▶ [Your task]
Please put the lines of the material below, from the line with "of the barn" up to and including the line with "(1174, 290)", into a JSON list of strings with one string per line, leaving out blank lines.

▶ [Information provided]
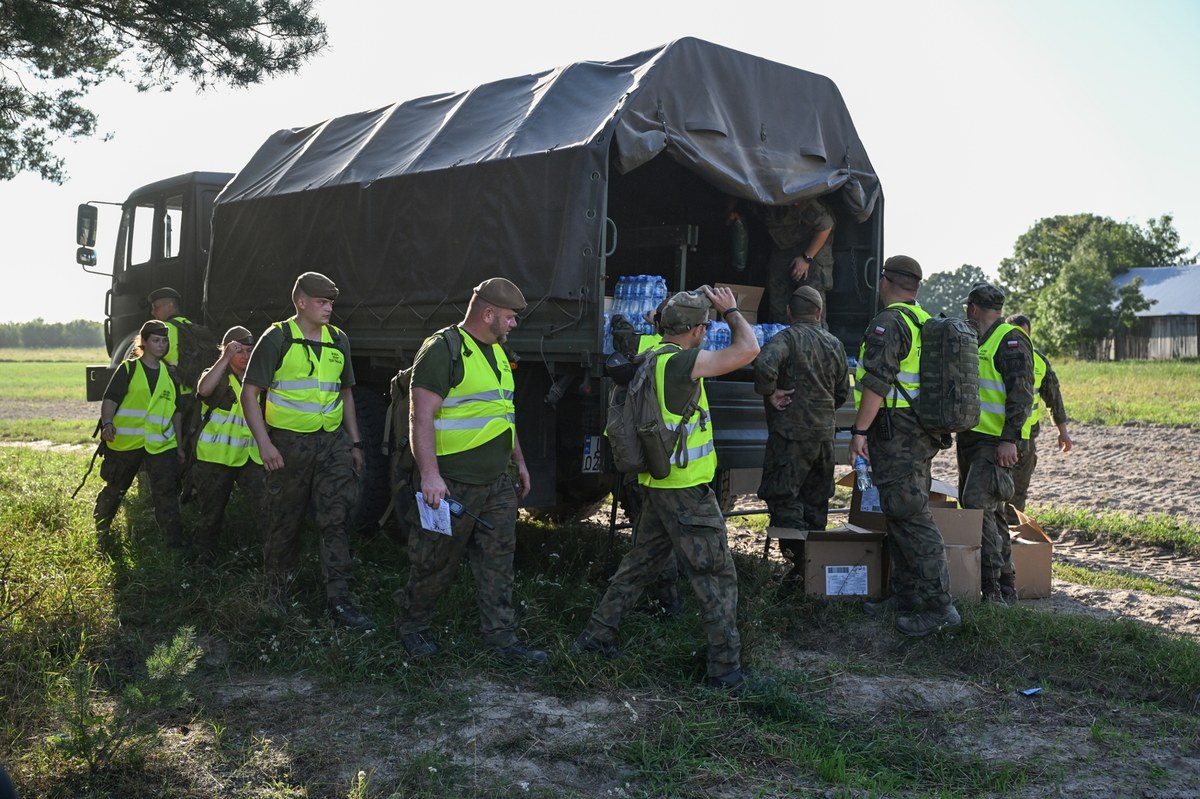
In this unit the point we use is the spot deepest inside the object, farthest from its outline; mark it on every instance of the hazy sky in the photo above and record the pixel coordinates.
(981, 118)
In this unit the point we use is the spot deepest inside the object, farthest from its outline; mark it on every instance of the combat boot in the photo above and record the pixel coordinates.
(925, 622)
(517, 652)
(345, 614)
(586, 644)
(1008, 589)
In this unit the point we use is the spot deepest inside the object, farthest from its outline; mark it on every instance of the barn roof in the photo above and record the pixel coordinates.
(1174, 290)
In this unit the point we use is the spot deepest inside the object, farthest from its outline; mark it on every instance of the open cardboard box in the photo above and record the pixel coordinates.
(1032, 554)
(748, 296)
(961, 530)
(844, 562)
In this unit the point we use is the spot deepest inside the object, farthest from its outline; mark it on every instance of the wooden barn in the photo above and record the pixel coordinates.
(1170, 328)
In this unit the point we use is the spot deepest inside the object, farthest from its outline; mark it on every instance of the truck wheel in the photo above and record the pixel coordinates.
(375, 481)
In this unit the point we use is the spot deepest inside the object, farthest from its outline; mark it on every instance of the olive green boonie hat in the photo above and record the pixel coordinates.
(502, 293)
(316, 284)
(684, 311)
(985, 295)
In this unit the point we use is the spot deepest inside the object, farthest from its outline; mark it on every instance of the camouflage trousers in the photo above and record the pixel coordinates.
(900, 468)
(318, 468)
(985, 485)
(214, 486)
(689, 522)
(119, 468)
(1023, 473)
(797, 484)
(435, 558)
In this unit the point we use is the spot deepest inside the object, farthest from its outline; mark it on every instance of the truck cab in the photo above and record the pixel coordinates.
(162, 239)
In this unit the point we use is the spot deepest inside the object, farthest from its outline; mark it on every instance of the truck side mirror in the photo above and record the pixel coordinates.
(85, 227)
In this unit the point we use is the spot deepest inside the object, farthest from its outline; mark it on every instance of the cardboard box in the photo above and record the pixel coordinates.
(1032, 556)
(749, 296)
(961, 532)
(845, 562)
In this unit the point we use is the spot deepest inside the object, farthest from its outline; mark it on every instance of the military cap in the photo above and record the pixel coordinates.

▶ [Response]
[
  "In this unit the point we use is the spot deepest inside the object, farthest from its outline; mark it on every instance of the barn roof in the photo above and record the pixel coordinates.",
  "(1174, 290)"
]